→ The exercise
Don't copy the pictures; return every other part of the records exactly.

→ Record set
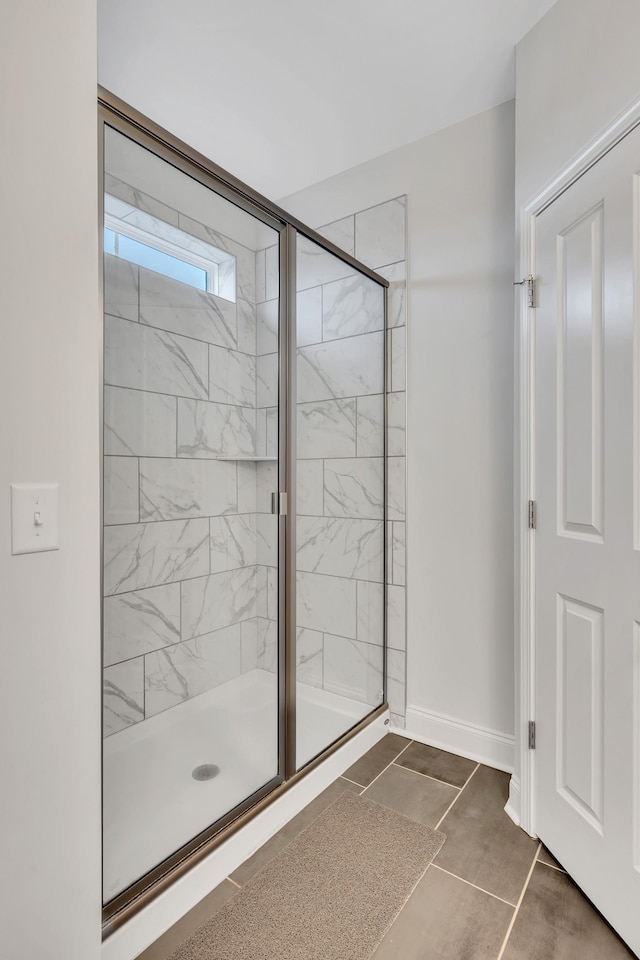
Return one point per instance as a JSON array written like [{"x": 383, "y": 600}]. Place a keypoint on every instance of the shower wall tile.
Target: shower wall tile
[
  {"x": 123, "y": 695},
  {"x": 398, "y": 359},
  {"x": 267, "y": 327},
  {"x": 352, "y": 669},
  {"x": 267, "y": 645},
  {"x": 351, "y": 307},
  {"x": 213, "y": 602},
  {"x": 267, "y": 539},
  {"x": 272, "y": 593},
  {"x": 380, "y": 233},
  {"x": 370, "y": 627},
  {"x": 131, "y": 195},
  {"x": 326, "y": 428},
  {"x": 396, "y": 618},
  {"x": 121, "y": 490},
  {"x": 396, "y": 681},
  {"x": 316, "y": 266},
  {"x": 148, "y": 554},
  {"x": 341, "y": 368},
  {"x": 209, "y": 430},
  {"x": 341, "y": 548},
  {"x": 233, "y": 542},
  {"x": 354, "y": 488},
  {"x": 141, "y": 621},
  {"x": 260, "y": 279},
  {"x": 310, "y": 488},
  {"x": 232, "y": 377},
  {"x": 271, "y": 273},
  {"x": 309, "y": 316},
  {"x": 340, "y": 232},
  {"x": 396, "y": 274},
  {"x": 399, "y": 553},
  {"x": 309, "y": 657},
  {"x": 180, "y": 308},
  {"x": 326, "y": 603},
  {"x": 247, "y": 484},
  {"x": 266, "y": 484},
  {"x": 249, "y": 645},
  {"x": 370, "y": 419},
  {"x": 396, "y": 424},
  {"x": 120, "y": 288},
  {"x": 246, "y": 316},
  {"x": 139, "y": 424},
  {"x": 146, "y": 359},
  {"x": 178, "y": 673},
  {"x": 179, "y": 489},
  {"x": 271, "y": 421},
  {"x": 267, "y": 385},
  {"x": 396, "y": 495}
]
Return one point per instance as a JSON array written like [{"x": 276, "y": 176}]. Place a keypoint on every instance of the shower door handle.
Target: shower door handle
[{"x": 279, "y": 504}]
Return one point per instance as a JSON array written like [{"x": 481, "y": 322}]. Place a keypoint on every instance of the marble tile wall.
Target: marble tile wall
[
  {"x": 188, "y": 561},
  {"x": 190, "y": 541},
  {"x": 340, "y": 595}
]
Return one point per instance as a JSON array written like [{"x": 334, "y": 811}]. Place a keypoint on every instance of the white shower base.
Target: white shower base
[{"x": 152, "y": 805}]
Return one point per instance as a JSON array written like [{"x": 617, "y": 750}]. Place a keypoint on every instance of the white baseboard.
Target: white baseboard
[
  {"x": 466, "y": 739},
  {"x": 512, "y": 808},
  {"x": 145, "y": 927}
]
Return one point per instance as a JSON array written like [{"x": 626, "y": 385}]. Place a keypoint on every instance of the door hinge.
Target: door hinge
[
  {"x": 279, "y": 504},
  {"x": 531, "y": 289}
]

→ Written answer
Return one point per instance as a JSON array written like [{"x": 383, "y": 600}]. Place a keypoint on every instance of the shower wall tile.
Target: shower wall tile
[
  {"x": 123, "y": 695},
  {"x": 398, "y": 359},
  {"x": 267, "y": 327},
  {"x": 352, "y": 669},
  {"x": 267, "y": 645},
  {"x": 351, "y": 307},
  {"x": 213, "y": 602},
  {"x": 267, "y": 539},
  {"x": 272, "y": 593},
  {"x": 380, "y": 233},
  {"x": 370, "y": 627},
  {"x": 131, "y": 195},
  {"x": 326, "y": 428},
  {"x": 396, "y": 618},
  {"x": 121, "y": 490},
  {"x": 396, "y": 681},
  {"x": 316, "y": 266},
  {"x": 148, "y": 554},
  {"x": 341, "y": 368},
  {"x": 209, "y": 430},
  {"x": 341, "y": 548},
  {"x": 233, "y": 542},
  {"x": 354, "y": 488},
  {"x": 141, "y": 621},
  {"x": 260, "y": 279},
  {"x": 310, "y": 488},
  {"x": 232, "y": 377},
  {"x": 271, "y": 273},
  {"x": 309, "y": 316},
  {"x": 340, "y": 232},
  {"x": 396, "y": 274},
  {"x": 399, "y": 553},
  {"x": 309, "y": 657},
  {"x": 180, "y": 308},
  {"x": 326, "y": 603},
  {"x": 247, "y": 484},
  {"x": 266, "y": 484},
  {"x": 249, "y": 645},
  {"x": 370, "y": 419},
  {"x": 396, "y": 424},
  {"x": 120, "y": 288},
  {"x": 246, "y": 316},
  {"x": 139, "y": 424},
  {"x": 146, "y": 359},
  {"x": 178, "y": 673},
  {"x": 179, "y": 489},
  {"x": 271, "y": 421},
  {"x": 267, "y": 385},
  {"x": 396, "y": 495}
]
Return one point per instance as a JSON array written like [{"x": 276, "y": 176}]. Place a keypoint on every instance of the shower door handle.
Target: shower door handle
[{"x": 279, "y": 504}]
Return one point per instance as a JSON array written like [{"x": 481, "y": 322}]. Place a keypoint on every instance of the marble tile wall.
Target: marble tile wall
[
  {"x": 188, "y": 561},
  {"x": 190, "y": 541},
  {"x": 340, "y": 595}
]
Return one point per instance as a JSON array written like [{"x": 334, "y": 811}]. Place a keypoint on every instance of the white shower base.
Target: white shower base
[{"x": 152, "y": 805}]
Return one point per instance as a JSON array written like [{"x": 617, "y": 750}]. Place a keypoint on every instance of the white baseboard.
Target: white baseboard
[
  {"x": 466, "y": 739},
  {"x": 512, "y": 808},
  {"x": 145, "y": 927}
]
Return one point per instance as a JSON array written like [{"x": 626, "y": 385}]. Place a keypoint on every instance of the door hinge.
Target: door hinge
[
  {"x": 279, "y": 504},
  {"x": 531, "y": 289}
]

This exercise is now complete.